__Problems and tasks__:
a: Reproduce word for word the portion of the essay on slavery and Glasgow that starts with the words containing "Months later, having" and ends with "about anything else.".
b: Write the next part of the essay on slavery and Glasgow, picking up right after its final sentence.

__Text section__:
>> Start
Slavery is one of those subjects we all think we know about. Men were shipped, packed like sardines, as in that famous drawing by Thomas Clarkson, the abolitionist. The Africans sold their own people - this gets mentioned so often, as if the reiteration of African complicity diminishes responsibility. But what spirit, eh, the African people? Mind you, there's always been slavery, the ancient Romans were at it, etc etc. We are closed to any more detail; we don't want to know. We don't want to imagine how slavery would affect each of the five senses. Too much information fills ordinary people, black and white, with revulsion, distaste, or worse, induces boredom. We think we've heard it all before.

When the producer Pam Fraser Solomon first asked me to write something to mark the 200th anniversary of abolition, I replied that I thought enough had been written about slavery, and that I didn't want to be pigeonholed as a black writer. Black writers are often expected to write about slavery and race. I also thought I knew a lot about the period, and had written the odd poem.

Months later, having immersed myself in original accounts and research, I realise how ignorant I was. My play, The Lamplighter, emerged out of these shocking original testimonies, focussing on the lives of three women - Black Harriot, Constance Mary and the Lamplighter - during hundreds of years of enslavement. I felt as if I was writing a love letter to my ancestors. I've emerged from the experience wondering how I'm going to write about anything else.

Most British people think of slavery as something that happened in America and perhaps the Caribbean. They know vaguely about boats, Bristol, Liverpool, and something about sugar maybe, but not that Britain was the main slave trader. Nor that two days before a slave ship docked, it could be smelt, the putrescence of blood, faeces, vomit and rotting bodies carried downwind into the port.

Being African and Scottish, I'd taken comfort in the notion that Scotland was not nearly as implicated in the horrors of the slave trade as England. Scotland's self image is one of a hard-done-to wee nation, yet bonny and blithe. I once heard a Scottish woman proudly say: "We don't have racism up here, that's an English thing, that's down south." Scotland is a canny nation when it comes to remembering and forgetting. The plantation owner is never wearing a kilt.

It's a not so delicious irony that the anniversary of the bicentenary is also the bicentenary of the union between Scotland and England, which allowed Scotland to profit from the slave trade in a big way, and changed the face of Glasgow in particular. When Bishop Pococke visited Glasgow in 1760, he remarked that "the city has above all others felt the advantages of the union in the West Indian trade which is very great, especially in tobacco, indigoes and sugar".

I belong to Glasgow, dear old Glasgow town, but, alas, there is something the matter with Glasgow that's going round and round. Glasgow does not readily admit its history in the way that other cities in the United Kingdom have done - Bristol, Liverpool, London. Other cities are holding major events to commemorate the abolition. What's happening in Glasgow? - in the Gallery of Modern Art, for instance, which was originally Cunninghame Mansion, built in 1778, the splendid townhouse of William Cunningham, a tobacco baron? Or in Buchanan Street, the great shopping street, named after Andrew Buchanan, another tobacco lord, or in Jamaica Street, Tobago Street, the Kingston Bridge?
>> End
Rows from a pointing dataset:
>> Start
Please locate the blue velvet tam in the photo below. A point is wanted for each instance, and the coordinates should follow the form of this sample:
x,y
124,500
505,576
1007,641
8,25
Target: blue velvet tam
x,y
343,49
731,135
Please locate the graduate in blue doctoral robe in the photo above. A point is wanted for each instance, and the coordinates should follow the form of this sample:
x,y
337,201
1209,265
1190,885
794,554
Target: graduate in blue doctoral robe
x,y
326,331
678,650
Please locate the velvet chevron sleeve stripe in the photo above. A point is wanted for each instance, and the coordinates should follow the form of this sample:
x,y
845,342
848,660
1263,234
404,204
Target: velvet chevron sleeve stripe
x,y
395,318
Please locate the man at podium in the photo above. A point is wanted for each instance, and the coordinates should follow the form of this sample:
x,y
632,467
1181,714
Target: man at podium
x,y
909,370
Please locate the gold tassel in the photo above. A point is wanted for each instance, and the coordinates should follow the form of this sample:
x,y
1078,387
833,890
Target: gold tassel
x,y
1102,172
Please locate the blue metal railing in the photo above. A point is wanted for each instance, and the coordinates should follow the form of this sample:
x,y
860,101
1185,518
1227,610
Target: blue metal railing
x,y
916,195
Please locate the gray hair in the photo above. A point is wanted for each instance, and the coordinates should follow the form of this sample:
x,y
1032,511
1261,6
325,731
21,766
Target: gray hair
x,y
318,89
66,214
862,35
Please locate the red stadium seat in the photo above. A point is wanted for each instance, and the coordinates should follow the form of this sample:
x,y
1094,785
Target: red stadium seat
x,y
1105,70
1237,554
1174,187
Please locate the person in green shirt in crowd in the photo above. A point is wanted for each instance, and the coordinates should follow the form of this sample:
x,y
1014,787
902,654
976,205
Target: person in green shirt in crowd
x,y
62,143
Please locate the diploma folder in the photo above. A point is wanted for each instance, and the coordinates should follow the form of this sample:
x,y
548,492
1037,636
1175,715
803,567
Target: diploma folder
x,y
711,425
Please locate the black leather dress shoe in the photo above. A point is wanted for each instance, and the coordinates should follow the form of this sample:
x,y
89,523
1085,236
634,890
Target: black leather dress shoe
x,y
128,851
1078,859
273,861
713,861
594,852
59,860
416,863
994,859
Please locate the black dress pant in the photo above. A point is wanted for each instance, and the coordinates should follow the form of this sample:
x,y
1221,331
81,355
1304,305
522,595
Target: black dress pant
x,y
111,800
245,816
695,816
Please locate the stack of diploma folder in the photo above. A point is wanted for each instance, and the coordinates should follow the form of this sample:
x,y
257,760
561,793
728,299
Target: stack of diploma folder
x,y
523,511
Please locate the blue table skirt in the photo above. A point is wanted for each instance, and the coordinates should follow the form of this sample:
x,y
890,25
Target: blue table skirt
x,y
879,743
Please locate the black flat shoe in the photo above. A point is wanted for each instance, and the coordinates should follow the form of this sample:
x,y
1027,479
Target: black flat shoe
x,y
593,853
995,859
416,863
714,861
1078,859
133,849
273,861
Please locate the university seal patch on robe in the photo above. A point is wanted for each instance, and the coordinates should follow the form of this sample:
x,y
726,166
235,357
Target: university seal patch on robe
>> End
__Outputs by task__:
a:
Months later, having immersed myself in original accounts and research, I realise how ignorant I was. My play, The Lamplighter, emerged out of these shocking original testimonies, focussing on the lives of three women - Black Harriot, Constance Mary and the Lamplighter - during hundreds of years of enslavement. I felt as if I was writing a love letter to my ancestors. I've emerged from the experience wondering how I'm going to write about anything else.

b:
At school, I was taught about the industrial revolution, but not about the slave trade which financed and powered it. I was taught about the suffragettes, but not about the women abolitionists who came before them, and who went on to become them. Jane Smeal set up the Glasgow Ladies Emancipation Society in the 1830s. And as early as 1792, 13,000 Glasgow residents put their name to a petition to abolish slavery. I never learnt, for instance, that the movement to end slavery in the British Empire in the 18th century is probably the first human rights campaign in history.

What else? I was taught about James Watt's steam engine. In Balmuildy Primary School, I was in the house group Watt (we had four house groups: Baird, Carnegie, Fleming and Watt). I was proud of Watt's steam engine, but I was not taught that money from a slave trader financed his invention. I was taught my times tables the old-fashioned way by rote, but was not taught about the triangular slave trade.

At school, I learnt that Glasgow was a great merchant city. I learnt about the shipping industry, but not about the slave ship Neptune that arrived in Carlisle Bay, Barbados, on May 22 1731, after leaving Port Glasgow months earlier, carrying 144 enslaved Africans, half of whom were children. When they arrived they were "polished" - meaning a layer of skin was removed with fierce scrubbing - and a wadding rammed up the rectum of those who had dysentery, and then put up for sale.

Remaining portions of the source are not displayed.